## [AIM]
Count how many lines in the entries below contain the word "jacket", and reply with only that number.
═══
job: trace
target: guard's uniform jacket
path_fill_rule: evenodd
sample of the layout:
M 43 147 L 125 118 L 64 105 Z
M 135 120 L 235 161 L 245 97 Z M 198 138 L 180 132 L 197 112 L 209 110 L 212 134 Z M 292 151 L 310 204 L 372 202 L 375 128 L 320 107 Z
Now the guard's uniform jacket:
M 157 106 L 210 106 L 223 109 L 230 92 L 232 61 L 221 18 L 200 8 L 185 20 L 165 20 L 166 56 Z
═══
## [CORRECT RESULT]
2